Article:
▬▬▬▬▬▬▬▬▬▬
House with stable etc. in-line. Local rubble, roughcast and lime rendered, and with graded bedded slate roofs. House is a relatively long 2 storeyed, 2-window range with gable-end stacks. Doorway at centre, flanked by 12-pane sashes. Upper windows are 2-pane sashes (the original sashes with the glazing bars removed). Single storeyed kitchen wing in-line to left, with split boarded door to right, and small window to left. High stack on left-hand gable end. Adjoining the house to the right and with a lower roof-line is the former cart-house and stable range. This has cambered timber lintel over cart-entry to left, then external stone steps to loft with paired doors in raking dormer cutting through the eaves. Small loft window to right, over split boarded stable doorway. Lower range beyond was out-kitchen or dairy and retains stack in front roof slope at gable-end; small gable-end window with timber slats below glazed upper light. Rear elevation has 2x4-pane sash windows to ground floor, and 3 windows above. Of these, that to left and centre are renewed12-pane sashes (with lower sill to central stair window); the right-hand window is a 4-pane sash, presumably altered from its original form.
House has 2 room plan, with central staircase, offset slightly from doorway. Large fireplace in left-hand room, with timber lintel over. 2 bolted collar trusses to roof. Former dairy or out-kitchen retains slate slabs and some tiling to walls. Date of 1845 scratched into plaster torching of roof.
Listed as a traditional linear farmstead of the early C19 retaining vernacular character - a regional type once common on Anglesey, but now rarely well-preserved. Association with John Owen Jones lends additional interest to this traditional Anglesey farm.
▬▬▬▬▬▬▬▬▬▬
Task description:
Swap "fireplace" for "hearth" in the farmhouse description, starting with "House has 2" and going on through "torching of roof.". The lines after this point come from a separate source and are unrelated to the farmhouse description.
▬▬▬▬▬▬▬▬▬▬
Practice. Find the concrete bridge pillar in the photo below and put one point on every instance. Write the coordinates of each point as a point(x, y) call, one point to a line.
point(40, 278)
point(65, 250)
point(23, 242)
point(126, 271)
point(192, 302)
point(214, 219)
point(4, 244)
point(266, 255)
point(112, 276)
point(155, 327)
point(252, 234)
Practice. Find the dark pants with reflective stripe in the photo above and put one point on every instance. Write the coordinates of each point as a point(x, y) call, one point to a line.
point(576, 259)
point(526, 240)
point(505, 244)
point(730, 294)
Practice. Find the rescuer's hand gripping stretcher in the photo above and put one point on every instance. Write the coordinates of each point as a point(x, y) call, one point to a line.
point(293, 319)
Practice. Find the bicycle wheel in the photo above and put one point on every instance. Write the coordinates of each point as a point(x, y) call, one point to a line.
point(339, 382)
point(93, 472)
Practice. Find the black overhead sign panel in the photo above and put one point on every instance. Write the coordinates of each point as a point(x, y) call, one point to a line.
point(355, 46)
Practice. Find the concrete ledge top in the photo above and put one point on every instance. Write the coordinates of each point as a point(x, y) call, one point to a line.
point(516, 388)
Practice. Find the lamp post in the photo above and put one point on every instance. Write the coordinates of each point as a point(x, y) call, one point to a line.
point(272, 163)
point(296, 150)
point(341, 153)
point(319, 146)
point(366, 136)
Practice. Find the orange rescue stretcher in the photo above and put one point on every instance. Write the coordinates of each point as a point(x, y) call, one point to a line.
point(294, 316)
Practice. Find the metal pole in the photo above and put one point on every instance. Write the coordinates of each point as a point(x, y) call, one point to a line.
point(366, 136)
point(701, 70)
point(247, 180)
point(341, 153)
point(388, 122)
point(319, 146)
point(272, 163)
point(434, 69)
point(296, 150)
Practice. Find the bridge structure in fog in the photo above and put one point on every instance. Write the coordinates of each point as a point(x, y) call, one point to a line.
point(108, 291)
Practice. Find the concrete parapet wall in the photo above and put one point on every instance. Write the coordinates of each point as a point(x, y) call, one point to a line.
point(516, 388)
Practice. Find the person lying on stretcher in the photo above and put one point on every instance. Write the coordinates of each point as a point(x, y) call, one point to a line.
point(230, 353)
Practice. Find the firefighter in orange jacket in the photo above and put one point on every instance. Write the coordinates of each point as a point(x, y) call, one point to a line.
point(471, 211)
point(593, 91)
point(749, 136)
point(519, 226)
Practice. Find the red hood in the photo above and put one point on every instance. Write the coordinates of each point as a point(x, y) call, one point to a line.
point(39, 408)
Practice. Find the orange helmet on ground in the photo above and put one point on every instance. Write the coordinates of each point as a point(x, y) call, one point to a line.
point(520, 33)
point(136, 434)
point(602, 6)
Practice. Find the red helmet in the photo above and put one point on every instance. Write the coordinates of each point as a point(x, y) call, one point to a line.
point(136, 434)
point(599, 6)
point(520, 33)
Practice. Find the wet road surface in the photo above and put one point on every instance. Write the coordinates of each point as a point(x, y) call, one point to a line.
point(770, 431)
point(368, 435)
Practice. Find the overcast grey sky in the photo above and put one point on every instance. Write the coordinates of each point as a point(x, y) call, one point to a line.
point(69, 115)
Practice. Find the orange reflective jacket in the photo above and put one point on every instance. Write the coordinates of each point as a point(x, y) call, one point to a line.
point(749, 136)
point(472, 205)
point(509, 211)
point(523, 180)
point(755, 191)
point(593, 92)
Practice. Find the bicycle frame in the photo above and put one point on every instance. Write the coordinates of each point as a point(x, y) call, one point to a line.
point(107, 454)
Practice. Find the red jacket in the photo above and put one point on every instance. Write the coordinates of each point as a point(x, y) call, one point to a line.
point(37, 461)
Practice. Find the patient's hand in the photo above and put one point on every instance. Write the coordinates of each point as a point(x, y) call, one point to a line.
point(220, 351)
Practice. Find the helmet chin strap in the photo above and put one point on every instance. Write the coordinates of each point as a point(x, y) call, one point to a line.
▬▬▬▬▬▬▬▬▬▬
Answer to the problem:
House has 2 room plan, with central staircase, offset slightly from doorway. Large hearth in left-hand room, with timber lintel over. 2 bolted collar trusses to roof. Former dairy or out-kitchen retains slate slabs and some tiling to walls. Date of 1845 scratched into plaster torching of roof.